-- 给定数据 --
================

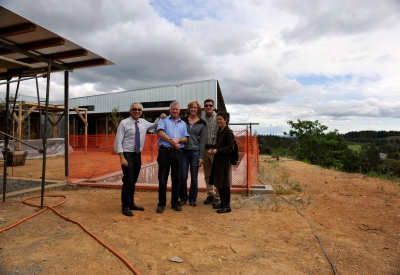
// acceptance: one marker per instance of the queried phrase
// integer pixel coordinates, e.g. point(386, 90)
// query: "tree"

================

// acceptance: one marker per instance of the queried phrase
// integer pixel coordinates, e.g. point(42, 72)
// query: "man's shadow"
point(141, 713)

================

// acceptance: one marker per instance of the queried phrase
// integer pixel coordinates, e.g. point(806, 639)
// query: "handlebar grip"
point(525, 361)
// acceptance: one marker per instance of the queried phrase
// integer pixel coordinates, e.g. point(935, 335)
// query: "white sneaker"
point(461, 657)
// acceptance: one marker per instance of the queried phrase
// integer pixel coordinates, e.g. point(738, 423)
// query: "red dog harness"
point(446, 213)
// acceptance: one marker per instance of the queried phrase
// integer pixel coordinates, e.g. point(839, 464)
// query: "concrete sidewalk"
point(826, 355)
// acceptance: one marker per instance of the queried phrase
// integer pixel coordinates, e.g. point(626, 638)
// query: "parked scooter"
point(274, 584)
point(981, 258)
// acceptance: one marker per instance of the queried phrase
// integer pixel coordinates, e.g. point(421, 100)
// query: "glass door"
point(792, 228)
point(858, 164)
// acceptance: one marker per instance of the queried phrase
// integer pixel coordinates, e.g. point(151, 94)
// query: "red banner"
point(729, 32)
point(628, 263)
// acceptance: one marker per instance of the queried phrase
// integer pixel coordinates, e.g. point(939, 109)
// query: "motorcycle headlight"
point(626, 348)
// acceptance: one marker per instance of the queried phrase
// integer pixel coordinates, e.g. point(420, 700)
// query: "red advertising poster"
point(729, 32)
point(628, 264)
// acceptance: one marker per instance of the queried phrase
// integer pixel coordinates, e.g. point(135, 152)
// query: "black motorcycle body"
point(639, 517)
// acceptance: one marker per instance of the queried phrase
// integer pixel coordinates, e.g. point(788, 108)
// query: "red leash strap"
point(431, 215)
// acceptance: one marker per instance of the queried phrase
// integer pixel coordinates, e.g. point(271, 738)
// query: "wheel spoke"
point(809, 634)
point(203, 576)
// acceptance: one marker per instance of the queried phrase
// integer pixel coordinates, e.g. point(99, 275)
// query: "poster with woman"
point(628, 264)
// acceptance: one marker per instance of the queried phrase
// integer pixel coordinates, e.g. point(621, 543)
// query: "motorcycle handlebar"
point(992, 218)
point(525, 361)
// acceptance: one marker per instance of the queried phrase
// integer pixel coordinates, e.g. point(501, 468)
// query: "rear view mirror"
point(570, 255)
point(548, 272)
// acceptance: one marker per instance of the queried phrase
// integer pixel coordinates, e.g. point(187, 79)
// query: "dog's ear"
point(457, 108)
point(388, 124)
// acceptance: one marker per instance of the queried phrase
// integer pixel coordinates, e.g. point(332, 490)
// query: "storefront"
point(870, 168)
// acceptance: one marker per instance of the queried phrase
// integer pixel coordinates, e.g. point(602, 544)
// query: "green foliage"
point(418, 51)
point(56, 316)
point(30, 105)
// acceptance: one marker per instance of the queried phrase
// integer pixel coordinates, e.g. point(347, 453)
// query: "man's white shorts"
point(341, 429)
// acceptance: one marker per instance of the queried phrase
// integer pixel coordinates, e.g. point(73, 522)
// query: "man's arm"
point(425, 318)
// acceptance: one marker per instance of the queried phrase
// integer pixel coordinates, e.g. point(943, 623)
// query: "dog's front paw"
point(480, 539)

================

-- 任务说明 --
将上面所有包含字符串“motorcycle”的行逐一摘录出来，匹配时区分大小写。

-- 练习输出 --
// query: "motorcycle headlight"
// query: "black motorcycle body"
// query: "motorcycle handlebar"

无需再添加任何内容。